Task description: Can you arrange every line of the items below as a numbered list, leaving out blank lines and the pictures?

Given data:
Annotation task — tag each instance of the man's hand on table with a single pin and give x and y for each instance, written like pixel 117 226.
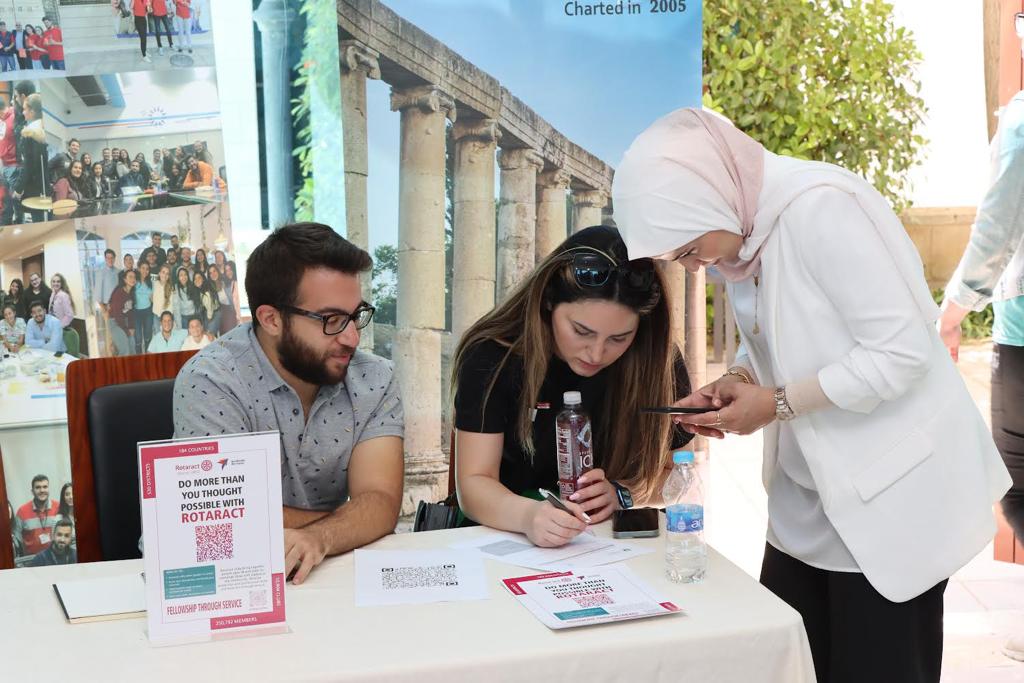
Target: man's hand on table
pixel 303 550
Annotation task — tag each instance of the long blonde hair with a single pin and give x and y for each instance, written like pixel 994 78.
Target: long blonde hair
pixel 632 445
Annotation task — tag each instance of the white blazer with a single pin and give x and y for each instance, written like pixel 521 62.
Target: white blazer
pixel 905 467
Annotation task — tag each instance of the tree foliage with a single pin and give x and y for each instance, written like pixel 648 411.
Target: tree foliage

Solution for this exercise:
1. Annotation task — tag each instance of the man's hand on table with a single pin and give x and y for each instance, written like pixel 117 226.
2. Target: man's hand on table
3. pixel 303 550
4. Annotation task — tag each instance of the long blonde hair with a single pin and give x and y for each instance, written like pixel 994 78.
5. Target: long blonde hair
6. pixel 632 445
7. Annotation task — tag each instance of the white blazer with a single pin and give x and y for each instance, written like pixel 521 62.
8. Target: white blazer
9. pixel 905 467
10. Annotation task — tag each instance of the tree foliage with a single pin and give x and y for each instance, written like pixel 648 411.
11. Target: tree foliage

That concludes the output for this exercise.